[[ Supplied data, beginning ]]

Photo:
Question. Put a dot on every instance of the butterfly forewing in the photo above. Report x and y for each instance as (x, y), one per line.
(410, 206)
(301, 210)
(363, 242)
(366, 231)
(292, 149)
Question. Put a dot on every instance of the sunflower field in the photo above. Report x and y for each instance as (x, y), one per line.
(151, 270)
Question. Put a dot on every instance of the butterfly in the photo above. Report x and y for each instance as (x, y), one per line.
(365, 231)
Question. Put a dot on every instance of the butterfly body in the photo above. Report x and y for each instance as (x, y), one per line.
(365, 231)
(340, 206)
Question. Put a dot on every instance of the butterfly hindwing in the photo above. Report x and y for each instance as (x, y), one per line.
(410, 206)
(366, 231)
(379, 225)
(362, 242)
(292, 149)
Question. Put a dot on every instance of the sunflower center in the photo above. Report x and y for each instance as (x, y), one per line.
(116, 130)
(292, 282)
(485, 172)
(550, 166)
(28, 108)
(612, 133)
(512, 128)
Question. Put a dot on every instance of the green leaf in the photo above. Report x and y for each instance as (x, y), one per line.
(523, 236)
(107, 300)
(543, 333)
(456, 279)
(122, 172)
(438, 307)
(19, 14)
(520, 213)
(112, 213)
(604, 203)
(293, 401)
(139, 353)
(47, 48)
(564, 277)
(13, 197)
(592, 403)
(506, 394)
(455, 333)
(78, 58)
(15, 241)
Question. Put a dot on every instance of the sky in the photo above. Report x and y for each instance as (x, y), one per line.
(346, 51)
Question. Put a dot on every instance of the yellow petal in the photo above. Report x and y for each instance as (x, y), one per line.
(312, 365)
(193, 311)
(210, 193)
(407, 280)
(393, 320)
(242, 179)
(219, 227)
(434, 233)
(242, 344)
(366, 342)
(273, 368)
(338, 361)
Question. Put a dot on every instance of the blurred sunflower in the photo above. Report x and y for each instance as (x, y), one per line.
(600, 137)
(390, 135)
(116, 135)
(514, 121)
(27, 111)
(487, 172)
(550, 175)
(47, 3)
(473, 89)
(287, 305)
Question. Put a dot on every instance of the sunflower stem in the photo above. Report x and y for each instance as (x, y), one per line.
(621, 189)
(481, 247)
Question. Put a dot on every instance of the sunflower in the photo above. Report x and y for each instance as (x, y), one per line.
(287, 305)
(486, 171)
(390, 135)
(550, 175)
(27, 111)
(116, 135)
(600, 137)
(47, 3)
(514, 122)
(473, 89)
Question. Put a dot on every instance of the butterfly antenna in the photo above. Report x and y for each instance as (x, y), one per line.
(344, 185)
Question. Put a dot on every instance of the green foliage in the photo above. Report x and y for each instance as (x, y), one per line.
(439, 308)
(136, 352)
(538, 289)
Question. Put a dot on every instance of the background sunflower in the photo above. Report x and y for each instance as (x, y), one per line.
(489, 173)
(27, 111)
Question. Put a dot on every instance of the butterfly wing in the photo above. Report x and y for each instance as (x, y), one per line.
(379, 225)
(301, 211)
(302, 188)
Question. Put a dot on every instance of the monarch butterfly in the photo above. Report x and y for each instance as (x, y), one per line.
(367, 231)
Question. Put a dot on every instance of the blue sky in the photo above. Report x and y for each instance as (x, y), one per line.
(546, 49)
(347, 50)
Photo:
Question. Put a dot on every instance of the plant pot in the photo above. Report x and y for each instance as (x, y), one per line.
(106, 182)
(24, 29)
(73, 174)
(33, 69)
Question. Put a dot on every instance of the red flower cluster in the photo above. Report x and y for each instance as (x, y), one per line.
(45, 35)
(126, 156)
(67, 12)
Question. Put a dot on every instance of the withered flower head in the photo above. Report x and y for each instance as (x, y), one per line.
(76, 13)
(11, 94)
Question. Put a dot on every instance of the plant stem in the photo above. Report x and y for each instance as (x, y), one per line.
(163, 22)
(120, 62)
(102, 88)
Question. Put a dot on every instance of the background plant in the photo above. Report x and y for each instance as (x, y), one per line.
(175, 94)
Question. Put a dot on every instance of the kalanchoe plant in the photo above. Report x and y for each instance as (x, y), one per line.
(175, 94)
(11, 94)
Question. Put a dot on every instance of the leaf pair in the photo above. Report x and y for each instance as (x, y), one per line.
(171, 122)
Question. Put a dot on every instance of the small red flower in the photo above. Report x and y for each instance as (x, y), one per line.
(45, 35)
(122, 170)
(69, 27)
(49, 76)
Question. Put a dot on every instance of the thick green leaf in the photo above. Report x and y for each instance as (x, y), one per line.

[[ Supplied data, end ]]

● Task description
Each entry above is to be printed again exactly.

● Answer space
Photo:
Question. Put a dot on every instance of the butterfly forewing in the photo above. Report x and y for each instance as (x, y), one per line.
(410, 206)
(301, 210)
(363, 242)
(366, 231)
(292, 149)
Question. Put a dot on every instance of the sunflower field in the photo above. Report x and y for each instance as (x, y), one per line.
(151, 270)
Question. Put a dot on every instance of the butterfly in the photo above. Report x and y for each instance as (x, y), one per line.
(365, 231)
Question. Put a dot on every instance of the butterfly body in the photo above. Report x and y for each instance as (x, y), one per line.
(365, 231)
(340, 206)
Question. Put a dot on every instance of the butterfly hindwing in the photo above. Report x and y for each instance as (x, y), one per line.
(410, 206)
(366, 231)
(379, 225)
(362, 242)
(292, 149)
Question. Put a dot on every instance of the sunflower center in the photo above. Report x and y for each instance as (x, y), one per line.
(116, 130)
(292, 282)
(485, 172)
(550, 166)
(28, 108)
(612, 133)
(512, 128)
Question. Put a dot on every instance of the green leaf in the photo above. Report x and y for each instance as (x, y), one per line.
(523, 236)
(107, 300)
(543, 333)
(456, 279)
(122, 172)
(438, 307)
(19, 14)
(520, 213)
(112, 213)
(604, 203)
(293, 401)
(139, 353)
(47, 48)
(564, 277)
(13, 197)
(592, 403)
(506, 394)
(455, 333)
(78, 58)
(15, 241)
Question. Put a dot on every instance of the sky in the photo above. Report x and y for each instance as (x, y), one per line.
(346, 51)
Question. Put a dot on every instance of the yellow petal in the photo above. Report x and y for each instance as (x, y), one per line.
(312, 365)
(193, 311)
(210, 193)
(407, 280)
(393, 320)
(242, 179)
(219, 227)
(434, 233)
(242, 344)
(366, 342)
(273, 368)
(338, 361)
Question. Put a dot on every instance of the blurred sunflower in the photo above. Report x and y for each instance as (x, y), one per line.
(600, 137)
(390, 135)
(116, 135)
(514, 121)
(27, 111)
(487, 172)
(550, 175)
(47, 3)
(473, 89)
(287, 305)
Question. Put a dot on every instance of the sunflower stem in the photo above. Report x and y for each instance as (x, y), one per line.
(621, 189)
(481, 247)
Question. Put a dot on every instance of the sunflower in the photo above. Report x and y for each instance as (x, y), one per line.
(287, 305)
(486, 171)
(390, 135)
(550, 175)
(27, 111)
(116, 135)
(600, 137)
(47, 3)
(514, 122)
(473, 89)
Question. Put a dot on every instance of the butterfly antenna in the photo above. Report x and y for each instance as (x, y), one per line.
(344, 185)
Question. Put a dot on every instance of the green foliage in the photo above. Report x and y for each instance as (x, y), one per line.
(439, 308)
(136, 352)
(538, 289)
Question. Put a dot on every instance of the background sunflower in the photo above. Report x and y for each instance as (x, y), one per line.
(489, 173)
(27, 111)
Question. Put a dot on every instance of the butterfly wing in the photo above. Report x and y for each instance as (x, y), one per line.
(379, 225)
(301, 211)
(302, 188)
Question. Put a dot on every instance of the monarch butterfly in the photo above. Report x and y for each instance as (x, y), one per line.
(367, 231)
Question. Put a dot on every instance of the blue sky in the photo above. Report x and y for each instance as (x, y), one per line.
(546, 49)
(347, 50)
Photo:
Question. Put a dot on every instance of the plant pot in the photo above. Report x and y for each instance as (x, y), one per line.
(106, 182)
(24, 29)
(73, 174)
(33, 69)
Question. Put a dot on every instance of the red flower cluster in the photo above. Report x and y for each instance as (x, y), one per line.
(45, 35)
(126, 156)
(67, 12)
Question. Put a dot on every instance of the withered flower head in the photo above. Report x and y for each instance as (x, y), one per line.
(76, 13)
(11, 94)
Question. Put a dot on every instance of the plant stem in the photo above. Report x and y for each instance as (x, y), one per line.
(163, 22)
(120, 62)
(102, 88)
Question. Put a dot on every instance of the background plant in the photo above. Report x and y for each instance as (x, y), one per line.
(175, 94)
Question. Put a dot on every instance of the kalanchoe plant in the photo above. Report x and y for each instance as (x, y), one per line.
(175, 94)
(11, 94)
Question. Put a dot on every instance of the leaf pair in the photo above. Report x and y for each instance as (x, y), one per line.
(171, 122)
Question. Put a dot on every instance of the small red flower in the photo above. Report x and y for each instance as (x, y), one per line.
(45, 35)
(122, 170)
(69, 27)
(49, 76)
Question. Put a dot on every instance of the thick green leaf in the photo above. Report x and y for each instance as (x, y), one per line.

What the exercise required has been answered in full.